** Begin Task input **

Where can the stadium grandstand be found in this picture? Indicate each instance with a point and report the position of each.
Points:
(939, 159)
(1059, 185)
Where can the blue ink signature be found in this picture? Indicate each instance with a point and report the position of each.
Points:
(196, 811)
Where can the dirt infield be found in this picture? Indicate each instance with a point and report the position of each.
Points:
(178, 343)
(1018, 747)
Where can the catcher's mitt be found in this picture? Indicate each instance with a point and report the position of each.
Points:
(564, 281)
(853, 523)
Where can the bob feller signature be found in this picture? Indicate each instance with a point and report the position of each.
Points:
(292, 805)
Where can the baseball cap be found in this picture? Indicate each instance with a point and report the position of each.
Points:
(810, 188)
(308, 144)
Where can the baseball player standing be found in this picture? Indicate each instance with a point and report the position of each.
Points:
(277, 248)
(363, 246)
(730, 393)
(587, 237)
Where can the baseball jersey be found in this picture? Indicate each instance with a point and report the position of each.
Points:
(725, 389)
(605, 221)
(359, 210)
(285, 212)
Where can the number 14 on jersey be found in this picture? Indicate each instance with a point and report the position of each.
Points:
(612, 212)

** End Task input **

**Set task**
Copy out every entry above word for word, keeping each line and its points in the same order.

**Result of this exercise**
Where can the stadium grandstand be found in this picture? Indicate each instance with a point and report the position of each.
Points:
(939, 159)
(1059, 185)
Where can the blue ink signature be found in this picture? Indicate each instance with a point and report the position of each.
Points:
(196, 811)
Where can the dirt infield be found in this picture? Indicate each instance with a point and report the position of each.
Points:
(178, 343)
(1018, 747)
Where can the catcher's mitt be found in this picture? Indicate each instance with a point and report the position of each.
Points:
(564, 281)
(853, 523)
Where can the bob feller signature be found in this picture? Indicate each instance with a point and report the position of each.
Points:
(292, 805)
Where can the baseball cap be found in this picture? Indicate each instance with a point and report the position of each.
Points:
(810, 188)
(308, 144)
Where can the baseball player standing be found in this picture? Indicate each instance with a point and report the position of each.
Points:
(277, 248)
(363, 246)
(730, 393)
(587, 237)
Where can the baseball jersey be found in this picture? Indicate each instance with a point and report the position of each.
Points:
(725, 389)
(605, 221)
(359, 210)
(285, 212)
Where can the number 14 on jersey be found in this picture? Indicate each instance with a point and report the position of each.
Points:
(612, 212)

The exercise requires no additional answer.